**Instructions**
[1] List every person named in the text about Chittagong Cantonment Public College, with the rank or title the text gives each one.
[2] Pick up the text about Chittagong Cantonment Public College after its last sentence and carry it on.

**Excerpt**
Public school in Chattogram, Bangladesh

Chittagong Cantonment Public College, formerly Chittagong Public School and College is a primary, higher secondary and degree awarding educational institution in Chittagong Cantonment in Chittagong, Bangladesh. It was established in 1961, and administered by the Bangladesh Army. The institution also offers post-secondary education. It has been consecutively awarded the "Best College" award of the Chittagong district in "Jatio Shikkha Shoptaho" by the Ministry of Education in 2016, 2017 and 2018, 2023 and 2024, 2026.

==Curriculum==
Chittagong Cantonment Public College follows the Bangladeshi National Curriculum in English and Bengali.

==History==

Chittagong Cantonment Public College was founded on October 17, 1961, by the then President of Pakistan, Field Marshal Ayub Khan, NPk, HJ, at the invitation of the then Station Commander of Chittagong Cantonment, Colonel Ahmed Ali Sheikh, TPk. The institution officially began its journey on October 23, 1961, under the Chittagong Cantonment Public School Foundation.

Lieutenant Colonel M. Sardar Khan, a retired officer of the Army Education Corps with experience in Cadet Colleges and Public Schools, was appointed as the first principal. Academic activities commenced on April 2, 1969, with 24 students and three female teachers.

**Given information**
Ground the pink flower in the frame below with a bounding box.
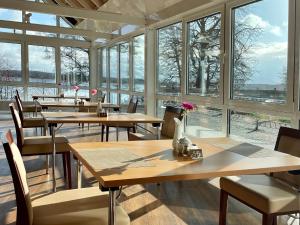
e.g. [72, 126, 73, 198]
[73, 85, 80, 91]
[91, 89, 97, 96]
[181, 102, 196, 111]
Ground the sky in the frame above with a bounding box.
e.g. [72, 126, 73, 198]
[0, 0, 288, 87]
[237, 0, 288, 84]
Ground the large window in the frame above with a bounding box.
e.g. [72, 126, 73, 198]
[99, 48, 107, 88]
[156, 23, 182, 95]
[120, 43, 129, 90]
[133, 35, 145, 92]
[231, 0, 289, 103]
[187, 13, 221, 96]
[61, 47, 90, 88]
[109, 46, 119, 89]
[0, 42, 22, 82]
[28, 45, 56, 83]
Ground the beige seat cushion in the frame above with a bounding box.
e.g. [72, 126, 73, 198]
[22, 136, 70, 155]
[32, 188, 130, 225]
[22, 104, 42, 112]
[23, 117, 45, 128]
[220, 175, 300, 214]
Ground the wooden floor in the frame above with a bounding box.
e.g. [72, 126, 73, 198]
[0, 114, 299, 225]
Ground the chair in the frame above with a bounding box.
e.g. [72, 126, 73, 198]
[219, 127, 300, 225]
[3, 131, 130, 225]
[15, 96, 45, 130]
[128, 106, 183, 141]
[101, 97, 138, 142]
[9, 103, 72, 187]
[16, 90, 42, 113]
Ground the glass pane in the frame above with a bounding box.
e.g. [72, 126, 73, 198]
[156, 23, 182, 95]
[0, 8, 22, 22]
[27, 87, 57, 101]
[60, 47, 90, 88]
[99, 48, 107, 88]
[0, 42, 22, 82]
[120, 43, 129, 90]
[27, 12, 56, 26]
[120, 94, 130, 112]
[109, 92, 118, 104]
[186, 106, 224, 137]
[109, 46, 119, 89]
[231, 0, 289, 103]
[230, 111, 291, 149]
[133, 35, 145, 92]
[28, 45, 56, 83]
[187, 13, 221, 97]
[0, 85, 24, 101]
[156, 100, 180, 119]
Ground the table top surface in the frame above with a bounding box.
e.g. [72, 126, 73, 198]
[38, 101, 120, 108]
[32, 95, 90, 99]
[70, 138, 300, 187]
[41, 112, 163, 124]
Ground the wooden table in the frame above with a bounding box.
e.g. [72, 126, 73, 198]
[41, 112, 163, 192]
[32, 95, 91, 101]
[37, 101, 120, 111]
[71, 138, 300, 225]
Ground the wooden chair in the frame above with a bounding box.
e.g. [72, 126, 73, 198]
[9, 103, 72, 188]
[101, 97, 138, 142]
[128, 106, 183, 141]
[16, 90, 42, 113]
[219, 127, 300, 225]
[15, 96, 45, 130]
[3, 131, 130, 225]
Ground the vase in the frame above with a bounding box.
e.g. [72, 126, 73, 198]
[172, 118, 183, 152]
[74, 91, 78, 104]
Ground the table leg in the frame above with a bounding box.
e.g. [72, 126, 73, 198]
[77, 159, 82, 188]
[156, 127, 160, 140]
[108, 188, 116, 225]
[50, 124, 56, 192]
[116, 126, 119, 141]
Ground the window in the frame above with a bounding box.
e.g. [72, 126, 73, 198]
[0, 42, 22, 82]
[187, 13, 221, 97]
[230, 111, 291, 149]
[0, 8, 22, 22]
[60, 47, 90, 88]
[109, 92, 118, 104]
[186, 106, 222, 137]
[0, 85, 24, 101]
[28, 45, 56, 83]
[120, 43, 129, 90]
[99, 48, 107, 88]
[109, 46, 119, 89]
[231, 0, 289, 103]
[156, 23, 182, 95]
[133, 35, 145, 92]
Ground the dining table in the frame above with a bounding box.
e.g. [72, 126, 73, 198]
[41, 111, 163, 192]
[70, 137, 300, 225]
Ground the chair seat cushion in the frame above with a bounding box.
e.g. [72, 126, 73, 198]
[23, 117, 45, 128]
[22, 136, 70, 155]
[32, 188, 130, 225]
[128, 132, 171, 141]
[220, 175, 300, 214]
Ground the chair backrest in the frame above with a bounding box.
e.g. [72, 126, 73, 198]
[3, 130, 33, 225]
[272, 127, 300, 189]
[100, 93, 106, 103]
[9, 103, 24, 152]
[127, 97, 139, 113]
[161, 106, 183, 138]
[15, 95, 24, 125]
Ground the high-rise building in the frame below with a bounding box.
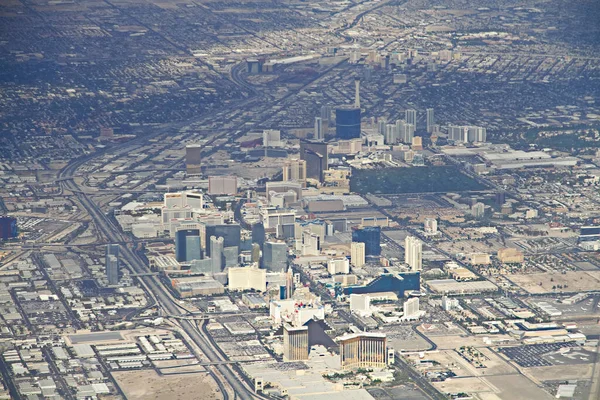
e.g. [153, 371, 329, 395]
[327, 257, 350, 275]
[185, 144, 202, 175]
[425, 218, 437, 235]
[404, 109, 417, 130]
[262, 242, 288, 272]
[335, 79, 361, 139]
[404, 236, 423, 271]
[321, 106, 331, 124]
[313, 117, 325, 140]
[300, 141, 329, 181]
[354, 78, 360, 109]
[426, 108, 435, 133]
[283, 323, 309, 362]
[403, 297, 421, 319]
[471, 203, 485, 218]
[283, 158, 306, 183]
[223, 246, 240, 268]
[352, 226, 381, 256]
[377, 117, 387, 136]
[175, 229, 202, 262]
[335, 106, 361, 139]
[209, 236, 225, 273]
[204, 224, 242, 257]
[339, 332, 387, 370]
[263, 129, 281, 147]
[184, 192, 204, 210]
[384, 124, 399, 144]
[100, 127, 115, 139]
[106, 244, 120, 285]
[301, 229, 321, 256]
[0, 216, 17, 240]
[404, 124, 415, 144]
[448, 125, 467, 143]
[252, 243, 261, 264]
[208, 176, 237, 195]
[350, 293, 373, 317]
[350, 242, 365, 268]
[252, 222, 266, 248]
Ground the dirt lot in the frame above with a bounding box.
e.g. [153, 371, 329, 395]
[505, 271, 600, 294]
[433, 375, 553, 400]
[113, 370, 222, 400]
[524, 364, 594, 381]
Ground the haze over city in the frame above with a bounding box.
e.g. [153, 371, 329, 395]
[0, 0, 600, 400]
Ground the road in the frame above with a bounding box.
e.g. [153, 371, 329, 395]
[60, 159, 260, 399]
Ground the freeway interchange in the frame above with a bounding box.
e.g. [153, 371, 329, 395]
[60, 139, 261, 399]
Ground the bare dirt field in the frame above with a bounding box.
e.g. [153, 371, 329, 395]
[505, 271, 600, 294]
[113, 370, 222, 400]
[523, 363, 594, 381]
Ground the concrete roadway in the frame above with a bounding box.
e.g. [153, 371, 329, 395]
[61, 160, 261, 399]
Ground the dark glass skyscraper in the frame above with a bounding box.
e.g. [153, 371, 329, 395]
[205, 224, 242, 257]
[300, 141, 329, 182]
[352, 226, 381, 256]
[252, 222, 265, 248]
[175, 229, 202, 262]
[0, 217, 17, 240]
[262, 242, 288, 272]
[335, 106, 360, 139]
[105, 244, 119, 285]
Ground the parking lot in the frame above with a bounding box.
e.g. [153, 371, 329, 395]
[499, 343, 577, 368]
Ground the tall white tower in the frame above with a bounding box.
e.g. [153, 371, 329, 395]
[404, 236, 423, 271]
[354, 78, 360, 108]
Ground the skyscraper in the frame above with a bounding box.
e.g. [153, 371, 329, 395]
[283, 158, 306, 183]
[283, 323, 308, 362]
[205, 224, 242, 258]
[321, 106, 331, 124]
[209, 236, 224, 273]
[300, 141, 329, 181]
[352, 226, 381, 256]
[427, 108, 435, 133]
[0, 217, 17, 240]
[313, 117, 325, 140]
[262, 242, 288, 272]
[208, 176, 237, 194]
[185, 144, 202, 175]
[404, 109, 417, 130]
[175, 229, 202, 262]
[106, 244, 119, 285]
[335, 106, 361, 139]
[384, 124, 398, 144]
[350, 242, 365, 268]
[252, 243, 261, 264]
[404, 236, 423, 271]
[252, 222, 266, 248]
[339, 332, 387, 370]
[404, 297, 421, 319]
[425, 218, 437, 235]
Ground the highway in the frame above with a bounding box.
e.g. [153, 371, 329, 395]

**Expected outputs**
[1]
Field Marshal Ayub Khan
Colonel Ahmed Ali Sheikh
Lieutenant Colonel M. Sardar Khan

[2]
The institution received its first recognition from the Board of Secondary and Higher Secondary Education, Comilla, on January 1, 1971, and introduced the Humanities stream in 9th grade. However, during the Liberation War of 1971, the institution suffered damage. After independence, it was temporarily used as a shelter for prisoners, and a British-based NGO utilized the premises as an orphanage for war-affected families.

The institution introduced the National Curriculum English Medium from 6th grade in 2003. In 2008, students appeared for their first secondary-level board examinations, followed by the higher secondary board examinations in 2010.

Since the 2005-2006 academic year, the National University has approved BBA and Management (Honors) courses.

==Administration==
This institution is usually led by an army principal who is usually a Colonel of the Bangladesh Army. At present, the principal is Col Md Iqbal Hossain, psc. The school and college sections have separate vice-principals.

==List of principals==
- A.B. Ashraf Uddin Ahmed (7.02.75–14.05.78)
- Golam Jilani Najre Murshid (15.05.78–15.11.99)
- L. Colonel Abdul Baten, AEC (04.01.00–29.08.02)
- Colonel Mokarram Ali Khan (29.08.02–18.10.03)
- L. Colonel Mohammed Shamsul Alam, PSC AEC (24.11.03–17.01.05)
- Colonel Sayed Mofazzel Maola (17.01.05–15.08.05)
- Colonel Shah Murtaza Ali (16.08.05–04.02.07)
- Colonel Mohamed Jahid Hossain, Phd (09.05.07–16.08.08)
- Colonel Mohammed Anisur Rahman, PSC (17.08.08–20.03.10)
- Colonel Syed Golam Jahid, PSC (20.03.10-07.08.12)
- Colonel Muhammed Asadujjaman Subhani (08.08.12–16.01.13)
- Colonel Shahriyar Ahmed Chowdhury, PSC (17.01.13–12.12.13)
- Colonel Abu Saleh Muhammed Rafiqul Islam, AEC (01.01.14–06.06.15)
- Colonel Abu Naser Muhammed Toha, AFWC, PSC (06.06.15-14.02.18)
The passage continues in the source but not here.